De voordracht tot vernietiging wordt gedaan door of mede door Onze Minister.
2.
Artikel 15, derde lid, van de Wet op de Raad van State is niet van toepassing.
(
Wet op de Raad van State
Artikel 15
1. Wij horen de Raad over:
a. de voorstellen van wet door Ons aan de Staten-Generaal te doen;
b. de ontwerpen van algemene maatregelen van bestuur;
c. de voorstellen tot goedkeuring van een verdrag of van het voornemen tot opzegging van een verdrag.
2. Wij horen de Raad voorts in de gevallen waarin een wet dit voorschrijft, zomede over alle zaken waaromtrent Wij het nodig oordelen. Wij horen de Raad niet over de bij de Tweede Kamer der Staten-Generaal of bij de Staten-Generaal in verenigde vergadering door een of meer leden aanhangig gemaakte voorstellen van wet, voordat zij door de Staten-Generaal zijn aangenomen.
3. Wij brengen bij de Raad ter overweging de ontwerpen van krachtens enige wet te nemen koninklijke besluiten tot vernietiging.
4. Aan het hoofd van de voorstellen en ontwerpen, bedoeld in het eerste lid, en van de besluiten, bedoeld in het derde lid, wordt vermeld dat de Raad van State daaromtrent is gehoord.)Artikel 279
Het koninklijk besluit tot schorsing, opheffing of verlenging van de schorsing of tot vernietiging wordt in het Staatsblad geplaatst.
Artikel 281
Het gemeentebestuur neemt opnieuw een besluit omtrent het onderwerp van het vernietigde besluit, waarbij met het koninklijk besluit wordt rekening gehouden.
Artikel 281a
1.
In afwijking van artikel 8:4, onderdeel a, van de Algemene wet bestuursrecht kan een belanghebbende tegen een koninklijk besluit als bedoeld in artikel 268, eerste lid, dan wel tegen een vernietigingsbesluit als bedoeld in de artikelen 85, tweede lid, en 87a, eerste lid, beroep instellen bij de Afdeling bestuursrechtspraak van de Raad van State. Artikel 7:1 van de Algemene wet bestuursrecht is niet van toepassing
2.
In afwijking van artikel 6:2 van de Algemene wet bestuursrecht kan geen beroep worden ingesteld tegen de weigering om de vernietiging te bevorderen en tegen het niet tijdig nemen van een besluit tot vernietiging.
Algemene wet bestuursrecht
Artikel 10:35
Vernietiging kan alleen geschieden wegens strijd met het recht of het algemeen belang.
Artikel 10:37
Een besluit waarover de rechter uitspraak heeft gedaan of waarbij een in kracht van gewijsde gegane uitspraak van de rechter wordt uitgevoerd, kan niet worden vernietigd op rechtsgronden welke in strijd zijn met die waarop de uitspraak steunt of mede steunt.Artikel 10:38
1.
Een besluit dat nog goedkeuring behoeft, kan niet worden vernietigd.
2.

Invoergegevens —
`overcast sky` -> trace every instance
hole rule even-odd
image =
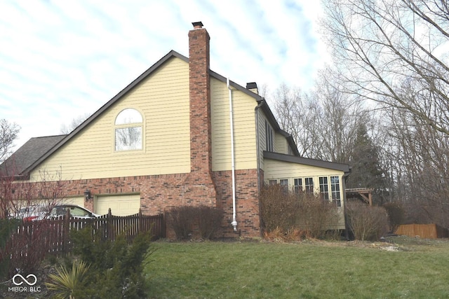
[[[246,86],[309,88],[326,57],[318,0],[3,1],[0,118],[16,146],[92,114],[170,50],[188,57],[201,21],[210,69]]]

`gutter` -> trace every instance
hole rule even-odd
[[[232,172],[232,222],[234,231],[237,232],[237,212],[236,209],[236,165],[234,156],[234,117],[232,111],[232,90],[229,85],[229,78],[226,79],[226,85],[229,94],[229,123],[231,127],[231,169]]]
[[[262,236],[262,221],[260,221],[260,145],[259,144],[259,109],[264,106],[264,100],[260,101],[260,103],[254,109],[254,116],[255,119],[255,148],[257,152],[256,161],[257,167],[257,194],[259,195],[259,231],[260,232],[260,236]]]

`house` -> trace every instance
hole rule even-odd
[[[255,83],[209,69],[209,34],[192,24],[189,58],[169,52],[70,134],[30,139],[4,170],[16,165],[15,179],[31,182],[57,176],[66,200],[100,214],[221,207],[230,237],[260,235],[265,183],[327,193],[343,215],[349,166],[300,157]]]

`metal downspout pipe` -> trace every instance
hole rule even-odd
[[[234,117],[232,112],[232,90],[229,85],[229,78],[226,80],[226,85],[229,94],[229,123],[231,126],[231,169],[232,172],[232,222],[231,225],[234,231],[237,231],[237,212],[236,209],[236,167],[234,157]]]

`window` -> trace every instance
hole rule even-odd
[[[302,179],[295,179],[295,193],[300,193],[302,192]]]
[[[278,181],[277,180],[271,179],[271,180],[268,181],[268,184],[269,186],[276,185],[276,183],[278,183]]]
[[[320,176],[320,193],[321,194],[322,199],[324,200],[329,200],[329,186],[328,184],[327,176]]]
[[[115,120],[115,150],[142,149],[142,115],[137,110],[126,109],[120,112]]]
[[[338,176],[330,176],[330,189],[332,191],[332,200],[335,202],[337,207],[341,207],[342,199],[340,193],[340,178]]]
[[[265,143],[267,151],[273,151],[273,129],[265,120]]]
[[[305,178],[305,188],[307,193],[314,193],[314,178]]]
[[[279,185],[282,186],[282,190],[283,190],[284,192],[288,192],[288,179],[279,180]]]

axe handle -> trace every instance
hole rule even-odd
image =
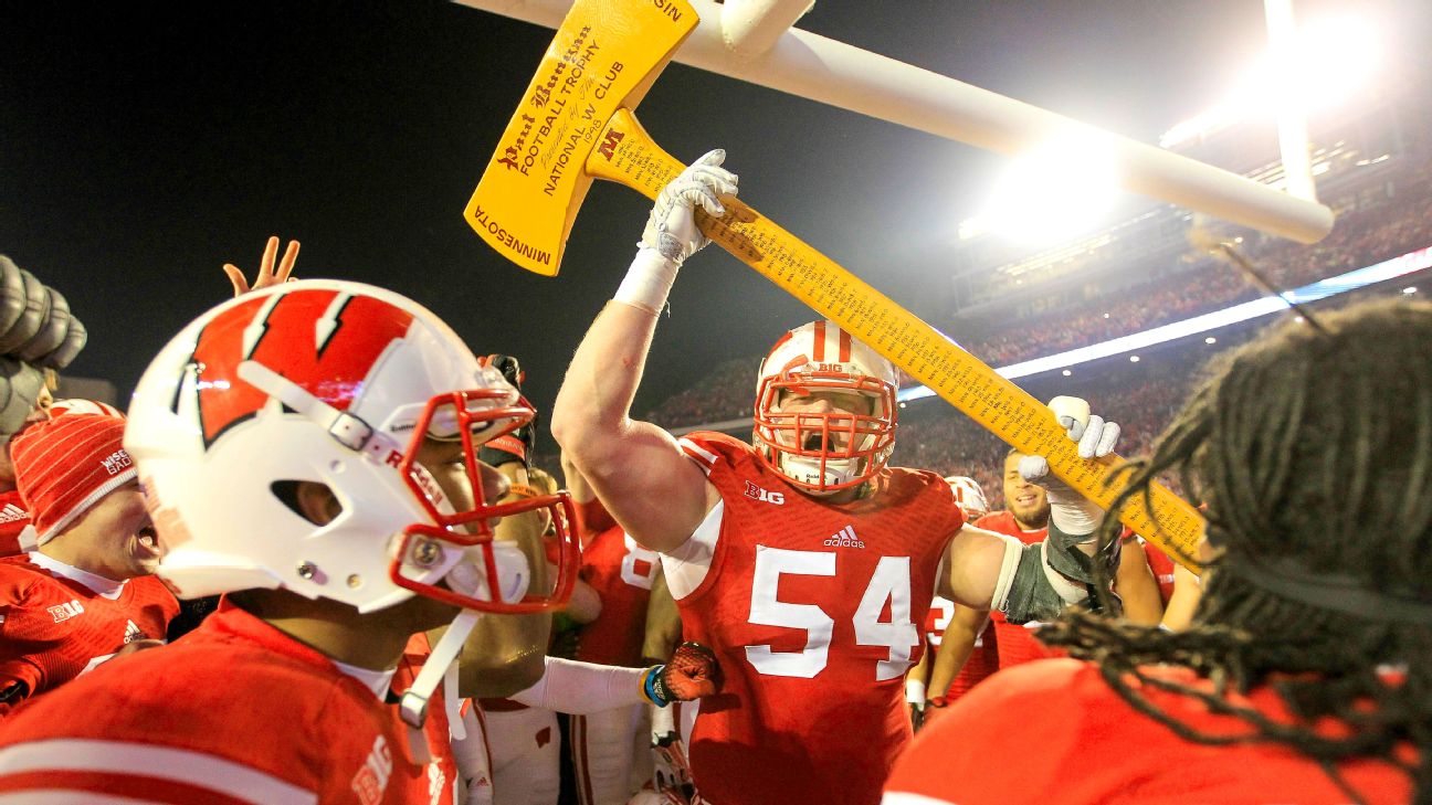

Lijst met opdrachten —
**a)** Beantwoord over de wettekst over vernietiging van besluiten de volgende vragen:
(i) Door wie wordt de voordracht tot vernietiging gedaan?
(ii) Waar wordt het koninklijk besluit tot schorsing, opheffing of verlenging van de schorsing of tot vernietiging geplaatst?
(iii) Om welke redenen kan vernietiging volgens artikel 10:35 alleen geschieden?
**b)** Bewerk het stuk uit de wettekst over vernietiging van besluiten dat begint bij "De voordracht tot" en eindigt bij "van een verdrag.". Geef dat stuk opnieuw weer, met "Onze Minister" vervangen door "de minister".
**c)** Kun je verdergaan met de wettekst over vernietiging van besluiten, direct na het laatste stuk dat er staat?

Antwoorden per opdracht —
**a)**
(i) Door of mede door Onze Minister.
(ii) In het Staatsblad.
(iii) Wegens strijd met het recht of het algemeen belang.

**b)**
De voordracht tot vernietiging wordt gedaan door of mede door de minister.
2.
Artikel 15, derde lid, van de Wet op de Raad van State is niet van toepassing.
(
Wet op de Raad van State
Artikel 15
1. Wij horen de Raad over:
a. de voorstellen van wet door Ons aan de Staten-Generaal te doen;
b. de ontwerpen van algemene maatregelen van bestuur;
c. de voorstellen tot goedkeuring van een verdrag of van het voornemen tot opzegging van een verdrag.

**c)**
Een besluit waartegen bezwaar of beroep openstaat of aanhangig is, kan niet worden vernietigd.
Artikel 10:40
Een besluit dat overeenkomstig artikel 10:43 is geschorst, kan, nadat de schorsing is geëindigd, niet meer worden vernietigd.
Artikel 10:41
1.
Vernietiging vindt niet plaats dan nadat aan het bestuursorgaan dat het besluit heeft genomen, gelegenheid tot overleg is geboden.
2.
De motivering van het vernietigingsbesluit verwijst naar hetgeen in het overleg aan de orde is gekomen.
Artikel 10:42
1.
Vernietiging van een besluit strekt zich uit tot alle rechtsgevolgen waarop het was gericht.
2.
In het vernietigingsbesluit kan worden bepaald dat de rechtsgevolgen van het vernietigde besluit geheel of ten dele in stand blijven.
3.
Indien een besluit tot het aangaan van een overeenkomst wordt vernietigd, wordt de overeenkomst, zo zij reeds is aangegaan en voor zover bij het vernietigingsbesluit niet anders is bepaald, niet of niet verder uitgevoerd, onverminderd het recht van de wederpartij op schadevergoeding.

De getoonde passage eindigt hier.